• SUPPLIED TEXT:
******************************
1. Panting.
2. Comb not pink or red, but almost a blue-red.
3. Eyes closed, head down, doesn't want to move when prodded.
Set up a pan of 150 degree water, grab a knife, cull, scald, pluck & gut, immediately. If you don't, you'll likely pick the bird up tomorrow, dead, and toss it in the trash.
This bird is having his last day. He's not mouth breathing anymore and is getting around fine, but I know it is his time. I've worked all weekend and am exhausted, not prepared to cull my first chicken. Tomorrow morning will be his time. I'm doing as much reading up as possible but am mostly concerned about cutting his neck in the proper place.
Any words of advice regarding this or anything else?
*Thanks* so much for putting so much useful and supportive information out there.
I scruff mine at the neck, like they were a dog, and look for the curve of the jawbone. Cut there, usually theres either no feathers, or they are very small.
I think I have a pic somewhere.....
Here it is. He's alive and hanging, I'm not choking home but gently holding the scruff and feathers so the skin on the front of his neck is taut. Hold too tight and it will choke and they will fight that, which is not good with a sharp object in the other hand.
******************************
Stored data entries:
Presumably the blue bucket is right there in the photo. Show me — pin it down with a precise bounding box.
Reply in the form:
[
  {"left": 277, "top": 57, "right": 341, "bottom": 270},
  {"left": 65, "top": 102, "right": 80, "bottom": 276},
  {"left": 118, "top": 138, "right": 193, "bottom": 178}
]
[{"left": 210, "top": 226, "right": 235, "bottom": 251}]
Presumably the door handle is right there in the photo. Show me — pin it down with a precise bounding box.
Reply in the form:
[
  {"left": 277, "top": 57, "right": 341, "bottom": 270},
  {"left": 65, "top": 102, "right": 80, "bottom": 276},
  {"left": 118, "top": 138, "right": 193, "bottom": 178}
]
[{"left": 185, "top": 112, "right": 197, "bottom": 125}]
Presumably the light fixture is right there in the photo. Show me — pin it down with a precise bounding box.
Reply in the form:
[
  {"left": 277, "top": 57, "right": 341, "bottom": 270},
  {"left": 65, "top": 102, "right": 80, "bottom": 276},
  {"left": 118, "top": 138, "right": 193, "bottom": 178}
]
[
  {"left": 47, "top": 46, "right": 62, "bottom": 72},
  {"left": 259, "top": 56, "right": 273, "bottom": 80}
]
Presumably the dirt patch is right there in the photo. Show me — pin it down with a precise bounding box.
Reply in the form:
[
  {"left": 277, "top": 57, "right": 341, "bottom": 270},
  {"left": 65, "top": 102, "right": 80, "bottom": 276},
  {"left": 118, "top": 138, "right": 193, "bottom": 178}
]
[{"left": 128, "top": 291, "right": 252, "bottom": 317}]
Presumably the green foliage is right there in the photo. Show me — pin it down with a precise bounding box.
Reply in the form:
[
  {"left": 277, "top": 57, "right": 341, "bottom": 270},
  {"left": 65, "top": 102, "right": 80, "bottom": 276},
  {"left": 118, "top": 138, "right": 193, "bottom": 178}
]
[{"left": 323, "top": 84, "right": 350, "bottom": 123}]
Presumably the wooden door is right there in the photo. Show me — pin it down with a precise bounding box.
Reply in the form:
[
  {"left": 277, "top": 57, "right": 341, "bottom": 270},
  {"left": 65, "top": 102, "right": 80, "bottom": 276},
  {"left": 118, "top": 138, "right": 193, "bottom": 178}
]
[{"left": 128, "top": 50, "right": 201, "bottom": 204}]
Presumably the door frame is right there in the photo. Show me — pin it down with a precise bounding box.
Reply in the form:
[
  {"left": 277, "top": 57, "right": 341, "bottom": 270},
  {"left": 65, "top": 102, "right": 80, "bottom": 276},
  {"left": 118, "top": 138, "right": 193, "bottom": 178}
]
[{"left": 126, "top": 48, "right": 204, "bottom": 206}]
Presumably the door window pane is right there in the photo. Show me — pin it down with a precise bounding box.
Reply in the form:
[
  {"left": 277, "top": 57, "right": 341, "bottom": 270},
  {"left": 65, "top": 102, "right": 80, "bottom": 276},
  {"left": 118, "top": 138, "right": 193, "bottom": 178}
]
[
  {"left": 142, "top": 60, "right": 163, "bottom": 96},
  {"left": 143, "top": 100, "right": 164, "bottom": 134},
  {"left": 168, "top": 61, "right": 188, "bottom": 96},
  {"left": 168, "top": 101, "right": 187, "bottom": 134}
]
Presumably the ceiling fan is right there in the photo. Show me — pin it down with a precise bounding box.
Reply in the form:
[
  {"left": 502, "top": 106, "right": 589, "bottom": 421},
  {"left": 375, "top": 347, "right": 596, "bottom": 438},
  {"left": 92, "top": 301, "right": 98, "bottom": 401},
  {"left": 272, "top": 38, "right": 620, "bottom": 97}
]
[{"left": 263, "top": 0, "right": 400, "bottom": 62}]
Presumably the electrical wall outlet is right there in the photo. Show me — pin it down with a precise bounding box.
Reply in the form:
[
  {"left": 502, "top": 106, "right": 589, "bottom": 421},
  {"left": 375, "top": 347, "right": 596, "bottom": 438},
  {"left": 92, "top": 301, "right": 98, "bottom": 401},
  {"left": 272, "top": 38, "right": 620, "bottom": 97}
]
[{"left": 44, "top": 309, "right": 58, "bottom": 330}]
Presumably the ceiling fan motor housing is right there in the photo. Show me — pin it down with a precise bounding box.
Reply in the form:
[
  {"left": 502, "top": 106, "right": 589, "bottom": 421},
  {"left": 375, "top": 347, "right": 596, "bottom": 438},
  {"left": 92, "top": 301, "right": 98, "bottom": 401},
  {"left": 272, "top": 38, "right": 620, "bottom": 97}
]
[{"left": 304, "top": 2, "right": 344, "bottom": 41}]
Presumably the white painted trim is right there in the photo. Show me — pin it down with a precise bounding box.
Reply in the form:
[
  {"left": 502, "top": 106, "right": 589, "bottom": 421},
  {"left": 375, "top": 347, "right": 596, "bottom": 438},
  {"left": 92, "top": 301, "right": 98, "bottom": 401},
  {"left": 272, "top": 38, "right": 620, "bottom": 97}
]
******************************
• EXERCISE 1:
Answer these questions from the text on culling a chicken:
(a) What water temperature is given for the pan set up before culling?
(b) What does the person who scruffs the bird at the neck look for when deciding where to cut?
(c) When does the bird's owner plan to cull him?
• EXERCISE 2:
Copy the stretch of the text on culling a chicken from "2. Comb not" through "in the trash.".
This listing has no connection to the text on culling a chicken.

• RESPONSE 1:
(a) 150 degrees
(b) The curve of the jawbone
(c) Tomorrow morning

• RESPONSE 2:
2. Comb not pink or red, but almost a blue-red.
3. Eyes closed, head down, doesn't want to move when prodded.
Set up a pan of 150 degree water, grab a knife, cull, scald, pluck & gut, immediately. If you don't, you'll likely pick the bird up tomorrow, dead, and toss it in the trash.